10.1. Third-Party Beneficiaries and Liability. Except as expressly provided herein, no third Person is a beneficiary of this Agreement and no third Person is a guarantor of any act or omission of any Party, nor shall any third Person have any liability with respect to any act or omission of any Party. Indemnitees are intended third Person beneficiaries of the indemnification provisions. In no event shall any director, officer, advisor, representative or counsel to a Party be liable to the other Party by reason of any act, omission or breach of any representation, warranty, covenant or condition of this Agreement or any agreement, arrangement or activity related hereto. SportsCo is not liable for the performance of the Special Persons on behalf of MOGO. MOGO is not liable for the performance of the Special Persons on behalf of SportsCo. Special Persons are intended third party beneficiaries of provisions hereof with that refer to Special Persons and Section 12 hereof.

 

10.2. Special Persons. In reliance upon the provisions of this Section 10 and any separate financial arrangements each has made with MOGO and/or SportsCo that are not a subject of this Agreement, each of the Special Persons has advised MOGO and/or SII with respect to matters pertaining to the formation of MOGO, development of its business plan, and the potential business relationships and arrangements between MOGO and SportsCo including this Agreement. Each of the Special Persons has a financial interest in SportsCo and all or many of the Special Persons, including Pross and Spivak, have or will have a financial interest in MOGO. Certain Special Persons, including Pross and Spivak, have rendered and hereafter likely will render services, in some instances concurrently, for MOGO and SportsCo.

 

10.3. Release. As a material inducement to the Special Persons to continue to contribute to the development of SportsCo and MOGO, including the negotiation of this Agreement and other business arrangements between MOGO and SportsCo and to, except as specified in Section 10.4, to the maximum extent permitted by Law, each Party on its behalf and on behalf of all companies owned or controlled by such Party, and on behalf of all Persons claiming through such Party and such companies, and (to the extent permitted by Law) on behalf of its and each of their respective owners, directors, officers, agents, representatives, employees and spouses, forever releases and discharges the Special Persons and any companies providing their services and their respective owners, directors, officers, agents, representatives, employees and their spouses from all claims, rights demands, damages and causes of action whatsoever, whether known or unknown, liquidated or unliquidated, contingent or not contingent, matured or not matured (collectively, “Claims”), which have arisen or may have arisen or may arise from the beginning of time through the end of time from or related to: (i) the negotiation, drafting, execution or performance of this Agreement; (ii) the negotiation, drafting or execution of any agreement (oral or written) contemplated by this Agreement; or (iii) decisions, acts or omissions that are asserted to be the result of any conflict between that Special Person’s interests in SportsCo and that Special Person’s interests in MOGO. Each releasing Person agrees that his or its release extends to all Claims of every nature and kind, known or unknown, suspected or unsuspected, vested or contingent. The releasing Persons expressly waive any and all rights under Section 1542 of the Civil Code of the State of California and any similar provision in any other jurisdiction. Section 1542 provides as follows:

 

“A general release does not extend to claims that the creditor or releasing party does not know or suspect to exist in his or her favor at the time of executing the release and that, if known by him or her would have materially affected his or her settlement with the debtor or released party.”

» WHAT YOU SHOULD DO
Copy the agreement text from "10.2. Special Persons." to "MOGO and SportsCo.", switching "financial interest" to "ownership stake" wherever it appears.

» RECORDED INFORMATION
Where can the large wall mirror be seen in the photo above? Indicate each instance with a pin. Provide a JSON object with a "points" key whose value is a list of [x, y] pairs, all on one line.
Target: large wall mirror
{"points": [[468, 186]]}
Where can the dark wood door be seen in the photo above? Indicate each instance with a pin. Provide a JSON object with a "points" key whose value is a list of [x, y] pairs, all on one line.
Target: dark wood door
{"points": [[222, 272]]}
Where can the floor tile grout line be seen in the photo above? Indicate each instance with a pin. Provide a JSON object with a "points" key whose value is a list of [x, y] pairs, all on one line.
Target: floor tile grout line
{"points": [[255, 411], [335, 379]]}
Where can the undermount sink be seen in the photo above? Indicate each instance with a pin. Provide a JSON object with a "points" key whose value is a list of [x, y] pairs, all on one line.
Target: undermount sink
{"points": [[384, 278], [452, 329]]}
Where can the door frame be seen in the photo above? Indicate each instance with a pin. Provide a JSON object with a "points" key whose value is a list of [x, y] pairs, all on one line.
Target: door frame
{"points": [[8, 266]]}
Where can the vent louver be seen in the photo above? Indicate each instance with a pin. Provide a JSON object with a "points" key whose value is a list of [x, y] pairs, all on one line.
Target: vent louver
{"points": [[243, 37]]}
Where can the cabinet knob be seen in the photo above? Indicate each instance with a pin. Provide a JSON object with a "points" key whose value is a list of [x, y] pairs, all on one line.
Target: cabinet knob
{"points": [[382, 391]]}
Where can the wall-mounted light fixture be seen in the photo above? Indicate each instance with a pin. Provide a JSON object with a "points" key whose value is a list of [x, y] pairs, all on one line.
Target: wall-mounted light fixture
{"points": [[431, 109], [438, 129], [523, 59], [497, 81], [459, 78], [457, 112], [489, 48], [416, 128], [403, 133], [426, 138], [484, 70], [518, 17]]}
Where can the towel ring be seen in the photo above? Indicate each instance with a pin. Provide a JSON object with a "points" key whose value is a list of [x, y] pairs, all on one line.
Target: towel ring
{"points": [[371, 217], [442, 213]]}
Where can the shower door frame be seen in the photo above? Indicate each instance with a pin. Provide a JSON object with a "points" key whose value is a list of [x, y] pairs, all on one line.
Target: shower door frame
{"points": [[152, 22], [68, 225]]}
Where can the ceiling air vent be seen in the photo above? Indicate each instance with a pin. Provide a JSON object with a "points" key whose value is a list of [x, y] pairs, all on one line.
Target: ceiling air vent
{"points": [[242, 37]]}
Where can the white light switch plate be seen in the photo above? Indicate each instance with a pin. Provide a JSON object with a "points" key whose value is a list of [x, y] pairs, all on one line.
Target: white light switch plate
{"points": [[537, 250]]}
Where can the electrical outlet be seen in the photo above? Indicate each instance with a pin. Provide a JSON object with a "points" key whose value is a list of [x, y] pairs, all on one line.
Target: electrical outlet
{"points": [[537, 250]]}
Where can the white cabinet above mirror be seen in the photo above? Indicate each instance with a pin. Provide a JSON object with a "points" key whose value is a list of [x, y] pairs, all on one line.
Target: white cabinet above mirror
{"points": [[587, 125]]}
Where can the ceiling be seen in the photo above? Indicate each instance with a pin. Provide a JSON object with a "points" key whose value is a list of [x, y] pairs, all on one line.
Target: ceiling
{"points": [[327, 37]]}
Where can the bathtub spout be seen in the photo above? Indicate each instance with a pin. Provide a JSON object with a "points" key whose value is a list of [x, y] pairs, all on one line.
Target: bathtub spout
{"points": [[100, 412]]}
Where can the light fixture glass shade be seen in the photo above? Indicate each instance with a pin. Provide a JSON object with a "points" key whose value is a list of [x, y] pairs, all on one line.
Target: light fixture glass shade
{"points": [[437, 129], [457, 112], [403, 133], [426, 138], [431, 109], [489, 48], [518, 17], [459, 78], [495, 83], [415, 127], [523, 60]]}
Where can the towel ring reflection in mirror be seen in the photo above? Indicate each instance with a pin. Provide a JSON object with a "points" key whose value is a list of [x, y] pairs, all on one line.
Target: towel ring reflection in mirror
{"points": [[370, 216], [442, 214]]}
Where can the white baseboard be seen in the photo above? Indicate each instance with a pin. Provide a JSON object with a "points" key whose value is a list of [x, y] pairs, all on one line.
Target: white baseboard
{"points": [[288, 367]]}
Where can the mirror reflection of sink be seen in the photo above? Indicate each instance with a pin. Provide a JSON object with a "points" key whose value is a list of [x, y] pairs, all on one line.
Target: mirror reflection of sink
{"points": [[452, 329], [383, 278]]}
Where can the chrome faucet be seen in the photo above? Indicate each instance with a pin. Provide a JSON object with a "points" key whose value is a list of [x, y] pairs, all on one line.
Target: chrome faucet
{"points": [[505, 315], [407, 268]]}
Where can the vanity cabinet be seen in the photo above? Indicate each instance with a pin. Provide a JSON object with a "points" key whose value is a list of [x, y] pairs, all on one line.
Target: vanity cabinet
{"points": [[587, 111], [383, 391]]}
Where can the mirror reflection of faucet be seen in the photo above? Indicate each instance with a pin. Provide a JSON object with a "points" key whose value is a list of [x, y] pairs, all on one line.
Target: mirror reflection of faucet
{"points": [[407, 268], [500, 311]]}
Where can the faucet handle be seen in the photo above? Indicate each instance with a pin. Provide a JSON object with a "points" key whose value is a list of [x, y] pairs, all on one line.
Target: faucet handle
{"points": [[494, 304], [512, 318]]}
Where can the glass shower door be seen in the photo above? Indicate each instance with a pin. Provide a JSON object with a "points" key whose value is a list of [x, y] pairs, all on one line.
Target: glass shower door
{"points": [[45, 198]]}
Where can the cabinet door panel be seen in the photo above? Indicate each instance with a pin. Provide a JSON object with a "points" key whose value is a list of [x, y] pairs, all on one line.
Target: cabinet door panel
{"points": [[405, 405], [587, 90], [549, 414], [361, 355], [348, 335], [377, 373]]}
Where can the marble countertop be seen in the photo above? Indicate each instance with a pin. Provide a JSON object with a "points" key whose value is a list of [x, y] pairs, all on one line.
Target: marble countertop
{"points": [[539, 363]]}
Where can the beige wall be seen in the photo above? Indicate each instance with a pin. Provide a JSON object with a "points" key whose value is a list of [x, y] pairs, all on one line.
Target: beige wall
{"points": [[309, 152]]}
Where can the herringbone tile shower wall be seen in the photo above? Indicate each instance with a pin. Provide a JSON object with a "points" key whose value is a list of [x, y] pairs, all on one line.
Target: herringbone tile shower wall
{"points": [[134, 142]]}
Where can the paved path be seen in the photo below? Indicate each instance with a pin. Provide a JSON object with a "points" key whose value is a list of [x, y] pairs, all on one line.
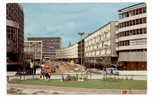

» ANSWER TO THE TASK
10.2. Special Persons. In reliance upon the provisions of this Section 10 and any separate financial arrangements each has made with MOGO and/or SportsCo that are not a subject of this Agreement, each of the Special Persons has advised MOGO and/or SII with respect to matters pertaining to the formation of MOGO, development of its business plan, and the potential business relationships and arrangements between MOGO and SportsCo including this Agreement. Each of the Special Persons has a ownership stake in SportsCo and all or many of the Special Persons, including Pross and Spivak, have or will have a ownership stake in MOGO. Certain Special Persons, including Pross and Spivak, have rendered and hereafter likely will render services, in some instances concurrently, for MOGO and SportsCo.